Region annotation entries
========================================================================
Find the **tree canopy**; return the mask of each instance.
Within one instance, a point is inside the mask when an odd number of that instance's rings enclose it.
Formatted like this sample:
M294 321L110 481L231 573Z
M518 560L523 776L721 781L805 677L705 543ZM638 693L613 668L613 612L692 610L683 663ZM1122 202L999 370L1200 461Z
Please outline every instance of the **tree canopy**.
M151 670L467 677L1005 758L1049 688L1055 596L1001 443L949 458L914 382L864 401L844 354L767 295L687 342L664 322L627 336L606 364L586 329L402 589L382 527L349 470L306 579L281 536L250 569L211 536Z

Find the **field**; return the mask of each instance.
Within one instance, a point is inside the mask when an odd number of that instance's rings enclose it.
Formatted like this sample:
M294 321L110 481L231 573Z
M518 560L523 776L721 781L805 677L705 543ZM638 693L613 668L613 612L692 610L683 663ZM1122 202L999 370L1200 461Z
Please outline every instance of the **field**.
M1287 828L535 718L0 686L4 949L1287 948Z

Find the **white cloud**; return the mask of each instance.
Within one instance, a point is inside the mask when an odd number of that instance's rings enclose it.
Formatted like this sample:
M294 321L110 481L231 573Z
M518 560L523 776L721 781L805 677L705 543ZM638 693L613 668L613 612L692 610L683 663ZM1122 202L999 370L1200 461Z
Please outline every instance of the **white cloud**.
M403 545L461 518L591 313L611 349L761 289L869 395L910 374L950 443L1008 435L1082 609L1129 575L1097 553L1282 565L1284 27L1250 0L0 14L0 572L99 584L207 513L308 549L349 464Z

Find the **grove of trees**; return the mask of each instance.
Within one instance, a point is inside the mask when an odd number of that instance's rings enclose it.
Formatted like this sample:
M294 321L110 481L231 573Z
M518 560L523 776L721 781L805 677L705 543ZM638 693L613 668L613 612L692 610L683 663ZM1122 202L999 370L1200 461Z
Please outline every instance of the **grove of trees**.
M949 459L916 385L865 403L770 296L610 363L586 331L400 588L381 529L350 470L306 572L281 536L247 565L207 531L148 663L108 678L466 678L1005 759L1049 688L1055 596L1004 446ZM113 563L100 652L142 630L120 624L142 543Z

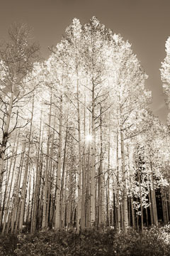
========================================================================
Duplicate these lines exactly as they appear, leaving out the pictures.

Find the **tree canopy**; return the mask of each instance.
Within one instance, a point is inside the mask when an odd number of that instance's rings enclose it.
Formatted like this sample:
M294 321L110 481L231 573Z
M518 560L523 776L721 781L805 677L705 543ZM638 693L613 668L613 612L692 610L683 663ZM1122 202L999 370L1200 461Z
Please outline every instance of the **tree canopy**.
M151 670L467 677L1005 758L1049 688L1055 596L1001 443L949 458L914 382L864 401L844 354L767 295L687 342L664 322L627 336L606 364L586 329L402 589L382 527L349 470L306 579L281 536L250 569L211 536Z

Find the **field**; return the mask of each instance.
Within one instance, a point is inside the mask when an odd number of that instance's rings enclose it.
Formatted like this sample:
M294 321L110 481L231 573Z
M518 560L523 776L721 781L805 677L705 543ZM638 693L613 668L613 612L692 610L683 663ZM1122 202L999 370L1200 461Z
Please outline every instance of the **field**.
M1287 828L535 718L0 686L4 949L1287 948Z

Find the **white cloud**; return the mask of each instance.
Within one instance, a point is inside the mask when an odd number of that instance's rings enclose it.
Formatted like this sample:
M294 321L110 481L231 573Z
M518 560L523 776L721 781L805 677L705 543ZM638 693L613 668L613 612L692 610L683 663ZM1122 202L999 370L1200 461Z
Please outline every instance of the **white cloud**.
M403 545L461 518L591 313L611 349L761 289L869 395L910 374L950 443L1008 435L1082 609L1129 575L1097 553L1282 565L1284 27L1250 0L0 14L0 572L99 584L207 513L308 549L349 464Z

Find the **grove of trees**; return the mask of each instance.
Within one instance, a point is inside the mask when an odd number of that instance's rings enclose it.
Formatted like this sample:
M294 321L110 481L231 573Z
M518 560L523 776L721 781L805 677L705 543ZM638 693L613 668L613 612L692 610L683 663ZM1122 202L999 370L1200 461Z
Please outline every instance of the **grove of trees**.
M949 459L916 385L865 403L770 296L610 363L586 331L400 588L381 529L350 470L306 572L281 536L247 565L207 531L148 663L108 678L466 678L1005 759L1049 688L1055 596L1004 446ZM113 563L100 652L142 630L120 624L142 543Z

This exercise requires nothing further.